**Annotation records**
==*==
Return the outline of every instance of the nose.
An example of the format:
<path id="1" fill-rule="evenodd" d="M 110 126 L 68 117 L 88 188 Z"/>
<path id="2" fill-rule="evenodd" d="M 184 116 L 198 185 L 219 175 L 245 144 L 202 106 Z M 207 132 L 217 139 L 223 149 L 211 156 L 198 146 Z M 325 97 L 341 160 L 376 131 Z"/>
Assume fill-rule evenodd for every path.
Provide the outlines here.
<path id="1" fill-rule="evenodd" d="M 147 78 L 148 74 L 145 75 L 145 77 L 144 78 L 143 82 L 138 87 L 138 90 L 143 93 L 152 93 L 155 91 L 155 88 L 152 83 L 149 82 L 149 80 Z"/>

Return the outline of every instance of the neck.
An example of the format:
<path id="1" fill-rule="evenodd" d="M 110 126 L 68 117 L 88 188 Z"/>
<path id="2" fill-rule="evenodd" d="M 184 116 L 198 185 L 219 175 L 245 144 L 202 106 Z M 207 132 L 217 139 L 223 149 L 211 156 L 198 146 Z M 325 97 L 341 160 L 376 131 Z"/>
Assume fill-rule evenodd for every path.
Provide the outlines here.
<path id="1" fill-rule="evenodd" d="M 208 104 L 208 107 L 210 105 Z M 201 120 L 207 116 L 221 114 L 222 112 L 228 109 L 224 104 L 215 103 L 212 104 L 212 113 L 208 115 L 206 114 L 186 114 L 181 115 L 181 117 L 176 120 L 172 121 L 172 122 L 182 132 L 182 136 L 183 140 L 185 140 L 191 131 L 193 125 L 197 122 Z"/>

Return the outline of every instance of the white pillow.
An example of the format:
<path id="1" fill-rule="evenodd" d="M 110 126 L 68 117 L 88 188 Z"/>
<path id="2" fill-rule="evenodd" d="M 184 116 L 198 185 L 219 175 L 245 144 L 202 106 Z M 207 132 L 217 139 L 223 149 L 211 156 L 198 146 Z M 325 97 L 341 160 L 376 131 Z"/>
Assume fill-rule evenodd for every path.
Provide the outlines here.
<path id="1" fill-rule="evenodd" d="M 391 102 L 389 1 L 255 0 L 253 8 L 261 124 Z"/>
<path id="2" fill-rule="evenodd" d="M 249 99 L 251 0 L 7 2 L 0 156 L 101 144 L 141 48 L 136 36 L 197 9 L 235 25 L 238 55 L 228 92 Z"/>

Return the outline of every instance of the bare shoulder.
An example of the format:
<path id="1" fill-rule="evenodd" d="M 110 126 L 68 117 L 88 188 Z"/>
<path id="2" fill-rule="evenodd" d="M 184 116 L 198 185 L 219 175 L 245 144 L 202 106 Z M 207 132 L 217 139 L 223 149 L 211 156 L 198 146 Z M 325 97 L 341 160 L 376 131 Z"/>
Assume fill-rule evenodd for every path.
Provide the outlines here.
==*==
**SHORT TASK**
Repeat the lines from the first one up to and including the line containing "147 78 L 148", swapping "nose" for "muzzle" and changing nothing else. Output only those lines.

**FINISHED ANSWER**
Return the outline of every instance of the muzzle.
An example of the format:
<path id="1" fill-rule="evenodd" d="M 110 126 L 68 117 L 88 188 Z"/>
<path id="2" fill-rule="evenodd" d="M 184 116 L 198 185 L 219 175 L 245 144 L 202 106 Z M 207 132 L 217 139 L 223 149 L 211 156 L 198 146 Z M 325 97 L 341 160 L 376 131 Z"/>
Assume fill-rule evenodd for every path.
Provide the outlines here.
<path id="1" fill-rule="evenodd" d="M 147 78 L 148 74 L 145 75 L 145 77 L 144 78 L 143 82 L 138 87 L 138 90 L 143 93 L 152 93 L 155 91 L 155 88 L 152 83 L 149 82 L 149 80 Z"/>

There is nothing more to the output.